**Provided passage**
B-tree Internal Structure

A B-tree index is a balanced tree where leaf nodes contain pointers to heap tuples (table rows). For a table with 10 million rows and a B-tree on an integer column: the tree is typically 3-4 levels deep, each level requiring one page read (8KB). An equality lookup reads 3-4 pages (~24-32KB) instead of scanning the entire table (~1.2GB). Range queries read a subtree of consecutive leaf pages. The index is sorted, so ORDER BY on the indexed column is essentially free.

Write Overhead of Indexes

Every INSERT updates all indexes on the table. Every UPDATE that modifies an indexed column updates those indexes. Every DELETE marks index entries for cleanup. A table with 10 indexes makes writes ~10x more expensive in I/O. This is why dropping unused indexes improves write throughput. The trade-off: read-heavy workloads benefit from more indexes; write-heavy workloads benefit from fewer.

**Required action 1**
In the passage on B-tree indexes, how many pages does an equality lookup read on a table with 10 million rows?
**Required action 2**
Pick up the passage on B-tree indexes and their write overhead after its final sentence, and continue it in the same style.

**Supplied data**
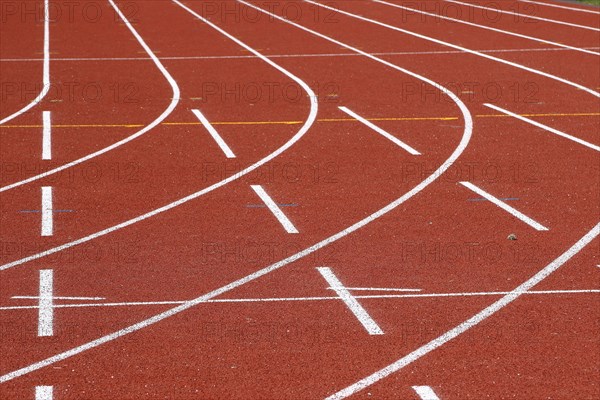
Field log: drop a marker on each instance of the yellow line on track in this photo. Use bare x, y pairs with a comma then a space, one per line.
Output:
299, 122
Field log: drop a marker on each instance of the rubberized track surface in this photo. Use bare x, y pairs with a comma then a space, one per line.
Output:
299, 200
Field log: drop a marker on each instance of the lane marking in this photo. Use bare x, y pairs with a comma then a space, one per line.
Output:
377, 129
46, 136
272, 206
61, 298
45, 72
392, 53
464, 141
385, 289
548, 115
464, 49
469, 323
553, 21
425, 393
460, 21
173, 103
294, 299
215, 135
350, 301
545, 127
314, 107
500, 198
505, 207
47, 214
278, 204
557, 6
44, 393
46, 308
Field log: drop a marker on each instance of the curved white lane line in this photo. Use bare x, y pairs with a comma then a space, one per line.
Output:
242, 281
553, 21
489, 28
474, 52
310, 120
46, 69
565, 7
471, 322
161, 117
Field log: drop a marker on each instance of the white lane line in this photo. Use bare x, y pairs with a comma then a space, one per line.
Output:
47, 212
460, 21
505, 207
314, 107
463, 49
294, 299
377, 129
45, 72
46, 136
359, 312
525, 16
460, 148
390, 53
44, 393
46, 308
215, 135
281, 217
61, 298
385, 289
469, 323
539, 125
158, 120
557, 6
425, 393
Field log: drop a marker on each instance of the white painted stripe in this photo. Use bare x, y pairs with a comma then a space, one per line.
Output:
45, 72
158, 120
47, 212
460, 21
46, 136
46, 308
314, 107
425, 393
471, 322
281, 217
505, 207
61, 298
386, 289
462, 145
44, 393
297, 55
464, 49
359, 312
563, 7
526, 16
549, 129
377, 129
317, 298
215, 135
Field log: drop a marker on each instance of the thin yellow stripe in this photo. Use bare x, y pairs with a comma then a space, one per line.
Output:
300, 122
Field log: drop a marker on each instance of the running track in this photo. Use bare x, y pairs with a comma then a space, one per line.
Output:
299, 200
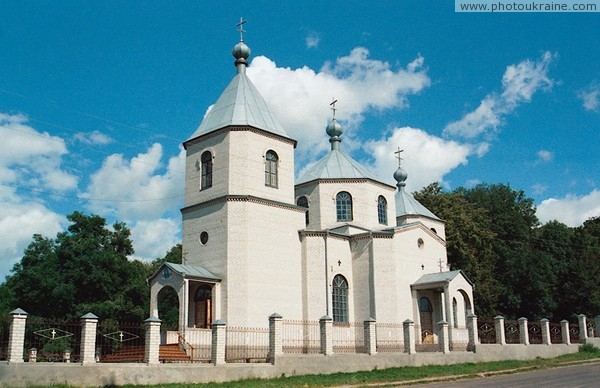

**Answer box 1**
It reads 3-4 pages, roughly 24-32KB.

**Answer box 2**
Worked Example: Instacart Product Search

Instacart's product catalog uses composite B-tree indexes for category browsing:

(store_id, category_id, popularity DESC)
enables instant filtering by store and category sorted by popularity. For search, they use a GIN index on
to_tsvector('english', name || ' ' || description)
that supports full-text search with ranking. For geographic store proximity, a GiST index on the store location column enables
ST_DWithin
queries. The combination of three index types serves their three primary access patterns without full table scans on a 50M+ product table.

Worked Example: Slack Message History

Slack indexes their messages table with a composite index

(channel_id, ts DESC)
matching their primary query pattern: "show recent messages in channel X." This single index serves both the WHERE filter and the ORDER BY, producing a highly efficient index scan. For search, they use a separate search service (not PostgreSQL) because full-text search at their scale requires a dedicated inverted index system. For the "threads" feature, a partial index
(parent_ts) WHERE parent_ts IS NOT NULL
indexes only the ~10% of messages that are thread replies, keeping the index small.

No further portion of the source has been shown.